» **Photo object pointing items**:
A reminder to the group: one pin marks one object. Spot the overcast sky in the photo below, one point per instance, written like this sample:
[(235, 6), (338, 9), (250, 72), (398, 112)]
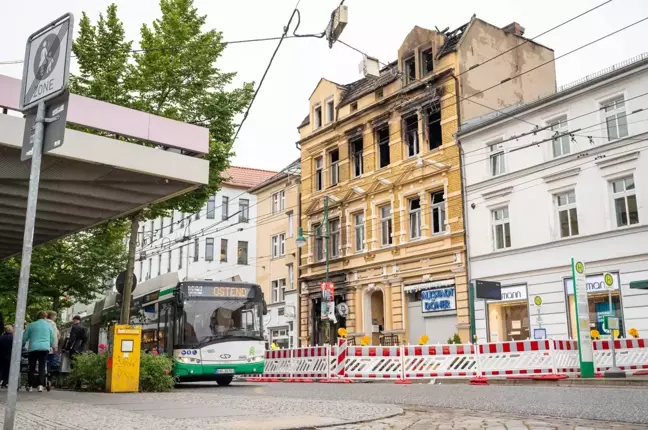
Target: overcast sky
[(376, 27)]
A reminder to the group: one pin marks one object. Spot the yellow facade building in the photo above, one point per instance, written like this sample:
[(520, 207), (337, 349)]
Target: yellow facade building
[(380, 152)]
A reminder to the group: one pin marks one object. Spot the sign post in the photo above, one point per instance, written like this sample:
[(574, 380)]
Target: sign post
[(585, 352), (45, 78)]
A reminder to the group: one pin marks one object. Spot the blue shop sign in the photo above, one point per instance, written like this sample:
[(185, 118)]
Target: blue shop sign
[(438, 300)]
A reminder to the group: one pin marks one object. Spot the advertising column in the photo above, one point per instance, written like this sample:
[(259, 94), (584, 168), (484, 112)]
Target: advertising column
[(585, 352)]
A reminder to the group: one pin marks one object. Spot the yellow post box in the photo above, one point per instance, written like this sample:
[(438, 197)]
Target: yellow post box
[(123, 366)]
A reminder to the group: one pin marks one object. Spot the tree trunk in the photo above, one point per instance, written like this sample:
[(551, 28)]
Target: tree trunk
[(130, 267)]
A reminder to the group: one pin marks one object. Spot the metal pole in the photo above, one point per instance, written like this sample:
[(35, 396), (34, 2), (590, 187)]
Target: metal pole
[(25, 266)]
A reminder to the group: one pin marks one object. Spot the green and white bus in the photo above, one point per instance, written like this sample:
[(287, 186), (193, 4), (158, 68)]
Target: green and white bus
[(212, 329)]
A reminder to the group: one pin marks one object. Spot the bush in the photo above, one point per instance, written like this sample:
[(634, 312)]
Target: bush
[(89, 372), (155, 373)]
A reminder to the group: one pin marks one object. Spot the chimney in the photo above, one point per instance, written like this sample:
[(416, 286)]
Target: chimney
[(514, 28)]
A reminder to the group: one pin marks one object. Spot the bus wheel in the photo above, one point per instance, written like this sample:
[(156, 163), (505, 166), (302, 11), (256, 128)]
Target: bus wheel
[(224, 381)]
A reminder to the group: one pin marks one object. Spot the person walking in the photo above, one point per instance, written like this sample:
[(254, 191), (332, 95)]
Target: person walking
[(40, 336), (77, 340), (6, 343)]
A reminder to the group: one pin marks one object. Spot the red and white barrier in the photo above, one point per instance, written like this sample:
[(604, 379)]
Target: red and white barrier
[(449, 361)]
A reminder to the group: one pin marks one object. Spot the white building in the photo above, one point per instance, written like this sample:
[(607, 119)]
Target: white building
[(563, 177)]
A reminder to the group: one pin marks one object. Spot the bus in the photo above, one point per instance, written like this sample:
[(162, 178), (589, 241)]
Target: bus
[(212, 329)]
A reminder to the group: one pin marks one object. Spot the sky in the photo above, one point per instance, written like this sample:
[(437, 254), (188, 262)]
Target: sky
[(376, 27)]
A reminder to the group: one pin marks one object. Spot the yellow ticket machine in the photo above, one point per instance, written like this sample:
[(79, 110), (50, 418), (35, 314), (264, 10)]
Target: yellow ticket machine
[(123, 366)]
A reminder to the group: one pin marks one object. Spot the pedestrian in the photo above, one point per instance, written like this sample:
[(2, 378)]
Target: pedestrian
[(77, 340), (6, 343), (41, 341)]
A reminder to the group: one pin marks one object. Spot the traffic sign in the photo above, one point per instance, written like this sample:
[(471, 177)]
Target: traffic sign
[(47, 63), (54, 130)]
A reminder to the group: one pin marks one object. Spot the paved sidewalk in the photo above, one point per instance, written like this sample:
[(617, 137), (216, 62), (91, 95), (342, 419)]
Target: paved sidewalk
[(183, 409)]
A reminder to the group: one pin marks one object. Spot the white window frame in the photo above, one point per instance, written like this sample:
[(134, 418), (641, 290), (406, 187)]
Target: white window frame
[(438, 210), (616, 115), (503, 222), (569, 197), (359, 231), (625, 194)]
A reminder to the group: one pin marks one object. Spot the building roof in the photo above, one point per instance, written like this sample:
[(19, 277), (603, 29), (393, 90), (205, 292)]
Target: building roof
[(246, 177)]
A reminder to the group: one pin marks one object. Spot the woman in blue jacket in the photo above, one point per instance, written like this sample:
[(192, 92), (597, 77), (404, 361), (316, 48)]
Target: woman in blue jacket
[(40, 336)]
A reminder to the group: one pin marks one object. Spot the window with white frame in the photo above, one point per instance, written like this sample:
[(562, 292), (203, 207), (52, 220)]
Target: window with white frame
[(625, 201), (278, 201), (385, 225), (497, 159), (501, 228), (560, 145), (567, 213), (415, 217), (615, 118), (278, 290), (359, 231), (334, 238), (438, 212), (278, 245)]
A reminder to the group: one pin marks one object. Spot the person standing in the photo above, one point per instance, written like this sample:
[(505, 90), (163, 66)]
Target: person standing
[(40, 336), (6, 343), (77, 340)]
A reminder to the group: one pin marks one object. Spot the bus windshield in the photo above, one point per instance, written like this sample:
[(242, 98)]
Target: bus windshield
[(216, 320)]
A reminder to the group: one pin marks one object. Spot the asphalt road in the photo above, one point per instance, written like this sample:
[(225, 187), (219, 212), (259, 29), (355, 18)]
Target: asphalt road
[(593, 403)]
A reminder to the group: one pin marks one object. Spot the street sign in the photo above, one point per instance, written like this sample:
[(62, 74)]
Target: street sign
[(47, 63), (585, 351), (488, 290), (54, 130)]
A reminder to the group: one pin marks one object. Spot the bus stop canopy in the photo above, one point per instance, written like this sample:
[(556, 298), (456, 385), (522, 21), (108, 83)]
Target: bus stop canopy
[(90, 178)]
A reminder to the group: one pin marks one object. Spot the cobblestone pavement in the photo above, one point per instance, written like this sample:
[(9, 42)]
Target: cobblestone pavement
[(462, 419)]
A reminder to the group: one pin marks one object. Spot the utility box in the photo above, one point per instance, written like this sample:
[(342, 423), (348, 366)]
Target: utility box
[(123, 367)]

» **Aim**:
Rewrite every item above so that "Target" is renamed to "Object to mark" and nothing else changes. Omit the pictures from your copy.

» **Answer to this task**:
A reminder to the group: one pin marks one object. Spot the overcast sky in the photo below, one point per instance, written like this sample:
[(235, 6), (338, 9), (250, 72), (398, 112)]
Object to mark: overcast sky
[(376, 27)]
A reminder to the group: one pin marks one object. Spot the yellow facade building in the photo above, one point per instance, written like this sample:
[(520, 207), (337, 349)]
Object to mark: yellow facade building
[(380, 152)]
A reminder to the group: one pin marks one object. Spot the sign post in the photo above, one point per instance, written like this sample:
[(574, 380)]
Object to mark: sign post
[(585, 352), (45, 78)]
A reminder to the group: one pin marks one object. Spot the blue shop sign in the photo above, one point per instance, written like this sample:
[(185, 118)]
Object to mark: blue shop sign
[(438, 300)]
A reminder to the group: one pin marks one object. Spot the advertising column in the photo above, one point per instance, written like this sample:
[(259, 94), (584, 168), (484, 112)]
Object to mark: advertising column
[(585, 352)]
A reminder to the group: one pin marks one object. Spot the yellow post box in the photo above, one point per instance, written like this sample:
[(438, 197)]
Object to mark: yellow post box
[(123, 366)]
A reminder to the group: one pin marks one object. Spot the tree trunk in the photo above, one point per instance, written like this sample:
[(551, 28)]
Object to mark: tree trunk
[(130, 267)]
A reminder to the group: one pin marks one object. Spot the metal pole in the photo above, one point per instance, written like this sample:
[(35, 396), (34, 2), (590, 187)]
Object to mark: metal pole
[(25, 266)]
A reminder to the group: one pin marks one object. Spot the green and white bus in the photo above, one point per instance, written like this sample:
[(287, 186), (193, 4), (158, 68)]
Object to mark: green and white bus
[(212, 329)]
A reminder to the group: one pin marks one object. Spot the bush in the photo above, one point per instance, written like this sample:
[(634, 312)]
Object to mark: bush
[(89, 372), (155, 373)]
A reminder to the group: one pin marks one object. Spot the chimney in the photo above, one point per instance, written like this sample:
[(416, 286)]
Object to mark: chimney
[(514, 28)]
A reminder to the group: one pin marks one object. Spot the bus wheel in the photo above, one point per instance, written like this sample:
[(156, 163), (505, 166), (302, 11), (256, 128)]
Object to mark: bus wheel
[(224, 381)]
A reminder to the group: one pin marks one object. Spot the person walking in the photo above, one point per instance, written like this sample:
[(254, 191), (332, 95)]
Object to mark: person walking
[(40, 336), (77, 340), (6, 343)]
A reminder to the group: one pin marks one object. Spot the red and white barrier in the photo above, one point per instance, written like this sample:
[(604, 379)]
Object to mark: red and white barrier
[(449, 361)]
A reminder to the group: one pin marks one object. Spot the white building in the photo above, one point per instance, written like this sample:
[(607, 119)]
Object to mark: white building
[(563, 177)]
A reminder to the group: one pin marks one object. Spot the bus in the photo above, one point per instance, written like this sample:
[(162, 178), (589, 241)]
Object to mark: bus
[(212, 329)]
A reminder to the group: one pin marks one object. Spot the sky in the photo above, one point per instance, written like this sample:
[(437, 254), (188, 262)]
Object to mark: sky
[(376, 27)]
A reminder to the group: one pin marks one object. Spot the yellow ticket machine in the photo above, one point per instance, written like this sample:
[(79, 110), (50, 418), (35, 314), (264, 10)]
Object to mark: yellow ticket machine
[(123, 366)]
A reminder to the group: one pin marks one object. Spot the pedestrian in the photo above, one point per instance, written like this sample:
[(2, 378)]
Object to mark: pedestrian
[(77, 340), (6, 343), (41, 341)]
A reminder to the group: one pin marks one object. Spot the traffic sign in the photo above, one point per instance, written like this sample:
[(471, 177)]
Object to mark: traffic sign
[(47, 63), (54, 130)]
A reminder to the group: one pin marks one object. Spot the paved sidewalk in the photo above, one point per instance, written like this sample:
[(617, 137), (216, 62), (91, 95), (342, 419)]
Object to mark: paved sidewalk
[(183, 409)]
A reminder to the group: one pin marks one object. Spot the white window frame in the photo above, one point per instance, written like this sample:
[(134, 418), (641, 290), (406, 187)]
Object to mark: white window frame
[(438, 210), (616, 115), (503, 222), (569, 197), (359, 231), (625, 194)]
A reminder to the group: one pin marks one object. Spot the building roof in the photo above, one point per instance, written like this sample:
[(19, 277), (603, 29), (393, 90), (205, 292)]
Object to mark: building roof
[(246, 177)]
A reminder to the group: one pin marks one object. Spot the woman in blue jacket in the photo above, one point per instance, written like this sample:
[(192, 92), (597, 77), (404, 361), (316, 48)]
Object to mark: woman in blue jacket
[(40, 336)]
A reminder to the group: one pin marks one object. Spot the window with white frame in the photo above, one point per instance, written like this sample:
[(562, 292), (203, 207), (52, 220)]
Object to mark: window with white frame
[(625, 201), (278, 201), (385, 225), (497, 159), (501, 228), (560, 145), (567, 213), (415, 217), (615, 118), (278, 290), (359, 231), (334, 238), (438, 212), (278, 245)]
A reminder to the group: one pin marks one object. Spot the person standing in the photo above, one point per instance, written like this sample:
[(505, 90), (163, 66)]
Object to mark: person standing
[(40, 336), (6, 343), (77, 340)]
A reminder to the group: one pin marks one object. Spot the bus windshield in the photo above, one point per instance, written like this sample:
[(242, 98)]
Object to mark: bus windshield
[(216, 320)]
A reminder to the group: one pin marks one object. Spot the asphalt road in the photo above, one point per instance, written like this sample:
[(225, 187), (219, 212), (259, 29), (355, 18)]
Object to mark: asphalt road
[(593, 403)]
A reminder to the group: one pin marks one object. Spot the street sign in the photo above, one point per instance, written like this sample:
[(62, 74)]
Object to mark: street sign
[(47, 63), (585, 351), (488, 290), (54, 130)]
A reminder to the group: one pin marks one object. Spot the bus stop canopy in the photo above, one point per instance, written like this sample:
[(556, 298), (456, 385), (522, 21), (108, 83)]
Object to mark: bus stop canopy
[(90, 178)]
A reminder to the group: one pin marks one object. Spot the cobblestone pavement in the photo above, one point per instance, written like this sample:
[(9, 42)]
Object to mark: cobblestone pavement
[(462, 419)]
A reminder to the group: one pin marks one object. Spot the utility box in the photo above, one point per instance, written like this sample:
[(342, 423), (348, 366)]
Object to mark: utility box
[(123, 367)]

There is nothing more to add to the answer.